» Texte présenté:
L’artiste italienne a toujours été fascinée par la lumière et la matière. Basée à Venise, où elle a découvert la fabrication du verre à Murano, elle a imaginé une œuvre onirique en forme de nuages colorés nommée « Clouds and Coulds », véritable dialogue entre les matières et les traditions. Elle expose aujourd’hui à la Samaritaine une sélection baptisée « Carpe(t) Diem », en écho à la rencontre orchestrée par notre campagne entre Paris et Venise, et nous révèle son rapport à l’art ainsi que son inspiration placée sous le signe de l’émotion.
Vous avez commencé par une carrière dans la mode, qu’est-ce qui vous plaisait dans cet univers ?
Je suis passée par la Saint Martins School, j’ai d’abord évolué dans l’industrie de la mode en tant qu’acheteuse. Quand je vivais à New York, j’observais énormément les gens, le métro était comme un défilé permanent ! J’adorais analyser leurs looks, de la même manière que j’ai toujours beaucoup regardé la nature et l’art. Tout cela me nourrit. Et puis j’ai compris avec le temps que je voulais passer du côté de la création.
Comment l’art est-il devenu votre métier ?
À 25 ans, j’ai vécu à Beyrouth où l’artisanat est très présent. Ils recherchaient des pièces à la fois créatives et fonctionnelles, ce challenge est devenu mon identité. Faire du beau et de l’utile à la fois. Je ne me suis jamais tellement considérée comme une artiste en tant que telle, c’est juste arrivé naturellement dans ma vie. Ce sont plutôt les gens autour de moi qui m’ont poussée à aller vers l’art. J’ai vraiment accepté l’idée d’être une artiste à part entière quand je suis venue à Venise, il y a cinq ans. C’est le moment où j’ai décidé de me consacrer pleinement à ça et à définir mon esthétique personnelle.
Votre inspiration première est la lumière, qu’a-t-elle de si fascinant à vos yeux ?

» Entrées d'un jeu de données de pointage:

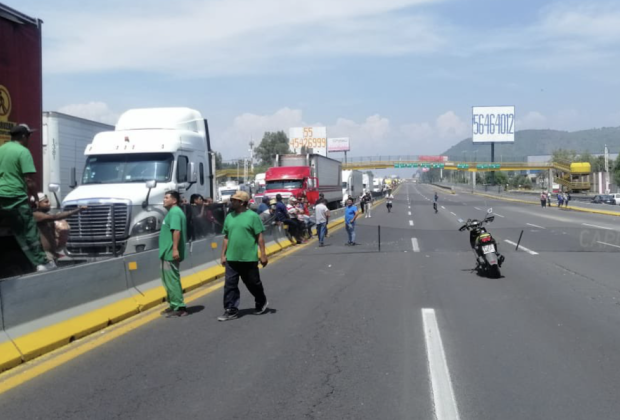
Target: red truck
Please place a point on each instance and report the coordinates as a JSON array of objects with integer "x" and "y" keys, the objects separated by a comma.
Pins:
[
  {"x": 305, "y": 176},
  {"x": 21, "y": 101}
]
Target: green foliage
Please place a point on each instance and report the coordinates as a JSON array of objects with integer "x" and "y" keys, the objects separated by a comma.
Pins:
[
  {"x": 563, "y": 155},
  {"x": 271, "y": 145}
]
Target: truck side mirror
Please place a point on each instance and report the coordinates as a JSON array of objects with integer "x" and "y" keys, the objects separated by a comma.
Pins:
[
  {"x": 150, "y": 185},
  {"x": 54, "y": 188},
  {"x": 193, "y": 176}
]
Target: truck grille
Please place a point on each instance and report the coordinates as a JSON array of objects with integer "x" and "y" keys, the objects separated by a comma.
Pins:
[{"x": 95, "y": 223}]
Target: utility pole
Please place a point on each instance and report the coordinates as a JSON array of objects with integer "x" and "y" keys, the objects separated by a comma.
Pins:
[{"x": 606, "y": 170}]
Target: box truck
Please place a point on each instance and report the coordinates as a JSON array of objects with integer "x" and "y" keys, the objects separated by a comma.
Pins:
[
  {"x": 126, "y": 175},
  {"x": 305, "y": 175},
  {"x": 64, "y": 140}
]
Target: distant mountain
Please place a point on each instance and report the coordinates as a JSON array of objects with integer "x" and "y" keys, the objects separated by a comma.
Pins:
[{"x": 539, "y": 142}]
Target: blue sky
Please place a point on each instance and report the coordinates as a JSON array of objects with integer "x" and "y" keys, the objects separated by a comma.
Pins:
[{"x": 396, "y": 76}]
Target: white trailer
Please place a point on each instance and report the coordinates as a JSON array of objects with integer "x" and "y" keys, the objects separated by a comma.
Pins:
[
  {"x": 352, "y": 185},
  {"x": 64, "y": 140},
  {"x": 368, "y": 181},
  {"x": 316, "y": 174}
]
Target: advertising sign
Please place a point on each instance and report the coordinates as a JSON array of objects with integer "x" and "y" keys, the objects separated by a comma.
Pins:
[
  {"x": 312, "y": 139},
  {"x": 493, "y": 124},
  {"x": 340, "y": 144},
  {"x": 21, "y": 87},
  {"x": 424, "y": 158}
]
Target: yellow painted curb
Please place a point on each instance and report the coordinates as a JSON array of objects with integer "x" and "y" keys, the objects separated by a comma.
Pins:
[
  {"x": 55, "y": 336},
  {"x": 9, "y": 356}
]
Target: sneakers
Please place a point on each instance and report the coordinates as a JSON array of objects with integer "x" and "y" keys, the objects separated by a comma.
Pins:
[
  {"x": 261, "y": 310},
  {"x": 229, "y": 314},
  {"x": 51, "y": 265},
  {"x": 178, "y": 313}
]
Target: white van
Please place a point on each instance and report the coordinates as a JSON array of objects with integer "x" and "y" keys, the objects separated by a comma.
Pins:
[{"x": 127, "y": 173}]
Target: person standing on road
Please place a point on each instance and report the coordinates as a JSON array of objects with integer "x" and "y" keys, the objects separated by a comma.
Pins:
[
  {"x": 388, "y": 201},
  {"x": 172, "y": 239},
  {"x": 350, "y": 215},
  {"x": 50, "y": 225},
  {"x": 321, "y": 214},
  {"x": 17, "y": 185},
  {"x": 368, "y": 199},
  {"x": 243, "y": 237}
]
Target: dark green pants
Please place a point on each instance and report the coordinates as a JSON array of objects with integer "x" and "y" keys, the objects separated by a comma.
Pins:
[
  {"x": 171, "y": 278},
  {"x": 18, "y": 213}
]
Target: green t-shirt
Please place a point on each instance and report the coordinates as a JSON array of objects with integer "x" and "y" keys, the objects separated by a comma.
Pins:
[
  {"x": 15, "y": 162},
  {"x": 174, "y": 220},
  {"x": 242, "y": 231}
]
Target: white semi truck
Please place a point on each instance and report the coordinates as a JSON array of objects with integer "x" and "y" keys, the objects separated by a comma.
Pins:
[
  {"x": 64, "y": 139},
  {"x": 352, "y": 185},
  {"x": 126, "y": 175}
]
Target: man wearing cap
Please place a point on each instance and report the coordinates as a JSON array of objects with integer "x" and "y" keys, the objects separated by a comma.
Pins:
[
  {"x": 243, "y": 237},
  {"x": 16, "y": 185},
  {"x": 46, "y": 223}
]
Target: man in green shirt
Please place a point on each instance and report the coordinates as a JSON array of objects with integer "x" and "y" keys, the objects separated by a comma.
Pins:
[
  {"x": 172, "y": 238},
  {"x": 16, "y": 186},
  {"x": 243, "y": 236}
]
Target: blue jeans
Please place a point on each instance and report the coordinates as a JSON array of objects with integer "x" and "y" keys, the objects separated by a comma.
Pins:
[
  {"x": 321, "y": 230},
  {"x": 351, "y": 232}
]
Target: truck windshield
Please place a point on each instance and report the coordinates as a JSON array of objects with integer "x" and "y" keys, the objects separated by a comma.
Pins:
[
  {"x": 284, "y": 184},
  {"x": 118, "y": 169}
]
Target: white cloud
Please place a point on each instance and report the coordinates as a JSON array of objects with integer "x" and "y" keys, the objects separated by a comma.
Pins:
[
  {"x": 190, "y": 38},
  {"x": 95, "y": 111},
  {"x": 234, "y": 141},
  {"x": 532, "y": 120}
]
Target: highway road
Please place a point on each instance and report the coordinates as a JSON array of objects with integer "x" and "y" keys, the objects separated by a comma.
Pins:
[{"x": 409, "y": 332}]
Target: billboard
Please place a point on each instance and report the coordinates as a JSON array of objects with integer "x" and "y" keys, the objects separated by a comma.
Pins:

» Série d'exercices:
[1] Reproduisez à l'identique la partie de la liste qui va de la ligne contenant « Target: highway road » jusqu'à la fin de cette liste, bornes incluses.
[2] Poursuivez, s'il vous plaît, l'entretien avec l'artiste italienne installée à Venise, à partir de l'endroit où il s'arrête.
Le texte et la liste n'ont aucun lien entre eux.

» Réponses aux exercices:
[1]
Target: highway road
Please place a point on each instance and report the coordinates as a JSON array of objects with integer "x" and "y" keys, the objects separated by a comma.
Pins:
[{"x": 409, "y": 332}]
Target: billboard
Please place a point on each instance and report the coordinates as a JSON array of objects with integer "x" and "y" keys, the objects separated by a comma.
Pins:

[2]
J’ai toujours été attirée par la beauté de la nature. Ma fascination pour les nuages et leur inconsistance si cohérente m’a toujours aidée à me sentir ancrée. Je suis une nomade, je change sans arrêt de lieu de vie - Milan, Londres, New York, Venise -, et pourtant je me sens chez moi partout, juste en observant la nature. Elle aussi est en perpétuel changement et constante à la fois. Cette antithèse me plaît. La lumière, elle, est un médium qui interagit avec tout ce qui l’entoure, c’est le plus immatériel. On peut la sentir mais pas la toucher. C’est de l’émotion pure, et c’est de ça que part mon inspiration. Mon œuvre est construite et pensée mais je ne veux pas hyper-intellectualiser l’art. Tout est dirigé par l’émotion.
Avec quels matériaux aimez-vous travailler ?
J’ai commencé avec le laiton pour mes accessoires illuminés. Ensuite, je me suis tournée vers le verre, qui est le matériau qui capte le plus la lumière, mais j’aime les mélanges. J’utilise aussi du marbre ou du bronze, selon l’émotion que je veux transmettre. Le verre représente un challenge particulier, parce que le résultat dépend de votre relation avec lui, vous avez très peu de temps pour le modeler avant qu’il ne refroidisse.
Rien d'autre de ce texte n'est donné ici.